━━━━━ Source document ━━━━━
Road traffic is a challenging societal problem, and with the increasing crowding of areas in and around cities, it is only becoming worse. With the proliferation of wireless connectivity, smartphones (think cheap embedded computers), it is now possible to continuously monitor urban areas using mobile sensors carried by people while they drive.

In this lecture, Hari Balakirshnan describes three challenges that need to be met in using data to help commuters—pedestrians, bicyclists, drivers—reduce the time (and fuel) spent stuck in traffic: 1) accurate modeling of traffic delays while conserving energy and protecting user privacy, 2) accurate predictions of future traffic conditions, and 3) “traffic-aware” routing to provide credible, time-sensitive routes to users.

While not a transportation “guru” himself, Balakrishnan has applied his considerable background in computing and networking to creating applications that capture data and use it in ways that provides drivers with real-time, “traffic-aware” solutions.

The broad premise of The CarTel Project is that solutions do not require massive investments by governments, but can rely on the electronics that most of us carry with us every day—cell phones. The technology has been around for years, but dramatic changes in computing and networking now allows its application at a massive scale and at sustainable costs.

Today’s smartphones are faster than your 2002 desktop and have the added advantage of including sensing and actuation capabilities—GPS, camera, microphone. Wireless availability produces a steady stream of data captures. Multiply this by the number of people carrying these devices and the amount of data captured is impressive. In return, you are provided with personalized feedback—your best route to a destination at a specific time of day linked to your personal calendar or pre-emptive warnings about current road conditions.

Since privacy is an acknowledged concern whenever user-specific data is captured, Balakrishnan’s project integrates solutions that protect information. For instance, the government may need to know when you exceed the speed limit by 10% so it can issue you a ticket; however, when you do not exceed that limit, the government cannot determine how fast you are driving or where you have been driving. Without having to provide exact data about your travels, the CarTel applications have “developed ways to compute functions of a trajectory that don’t reveal to the server your exact details, but do allow computations to be done correctly.”
━━━━━ Information provided ━━━━━
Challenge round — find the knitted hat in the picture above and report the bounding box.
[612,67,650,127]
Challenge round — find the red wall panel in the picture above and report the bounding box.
━━━━━
■ Required action 1
According to the lecture summary, what everyday electronics does the CarTel Project rely on instead of massive government investments?
■ Required action 2
List the three challenges that the lecture summary says must be met in using data to help commuters spend less time stuck in traffic.
■ Required action 3
Transcribe the lecture summary between "Road traffic is" and "routes to users.", inclusive.

■ Answer space 1
Cell phones.

■ Answer space 2
1) Accurate modeling of traffic delays while conserving energy and protecting user privacy
2) Accurate predictions of future traffic conditions
3) "Traffic-aware" routing to provide credible, time-sensitive routes to users

■ Answer space 3
Road traffic is a challenging societal problem, and with the increasing crowding of areas in and around cities, it is only becoming worse. With the proliferation of wireless connectivity, smartphones (think cheap embedded computers), it is now possible to continuously monitor urban areas using mobile sensors carried by people while they drive.

In this lecture, Hari Balakirshnan describes three challenges that need to be met in using data to help commuters—pedestrians, bicyclists, drivers—reduce the time (and fuel) spent stuck in traffic: 1) accurate modeling of traffic delays while conserving energy and protecting user privacy, 2) accurate predictions of future traffic conditions, and 3) “traffic-aware” routing to provide credible, time-sensitive routes to users.